**What is being asked**
Could you write out these entries again, replacing "pixel coords" with "pixel coordinates" everywhere it appears, keeping everything else the same and omitting the pictures?

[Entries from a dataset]
========================================================================

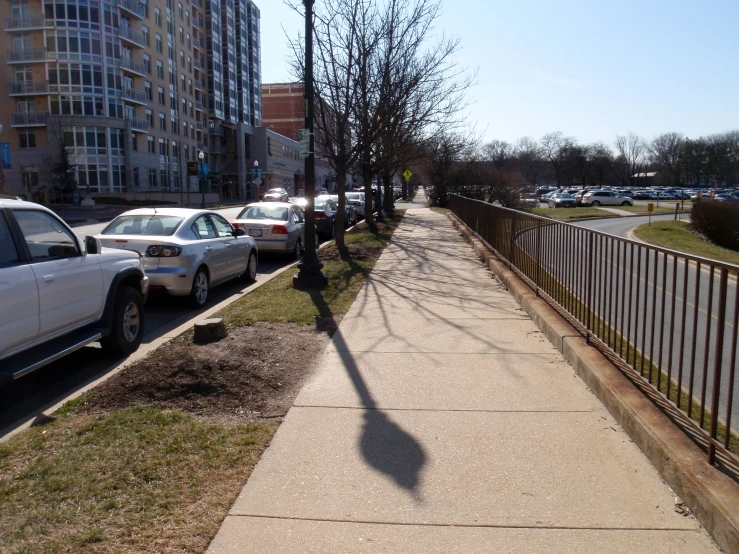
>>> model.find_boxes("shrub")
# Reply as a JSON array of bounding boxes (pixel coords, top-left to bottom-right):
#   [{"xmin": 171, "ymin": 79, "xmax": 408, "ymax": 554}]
[{"xmin": 690, "ymin": 200, "xmax": 739, "ymax": 252}]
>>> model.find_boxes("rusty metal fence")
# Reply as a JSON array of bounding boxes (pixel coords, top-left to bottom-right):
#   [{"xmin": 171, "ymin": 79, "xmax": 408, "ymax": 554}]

========================================================================

**Written answer**
>>> model.find_boxes("shrub")
# Reply as a JSON array of bounding boxes (pixel coordinates, top-left to bottom-right):
#   [{"xmin": 171, "ymin": 79, "xmax": 408, "ymax": 554}]
[{"xmin": 690, "ymin": 200, "xmax": 739, "ymax": 252}]
>>> model.find_boxes("rusty metal fence")
# Reply as a JSON array of bounding boxes (pixel coordinates, top-left to bottom-right):
#   [{"xmin": 171, "ymin": 79, "xmax": 408, "ymax": 554}]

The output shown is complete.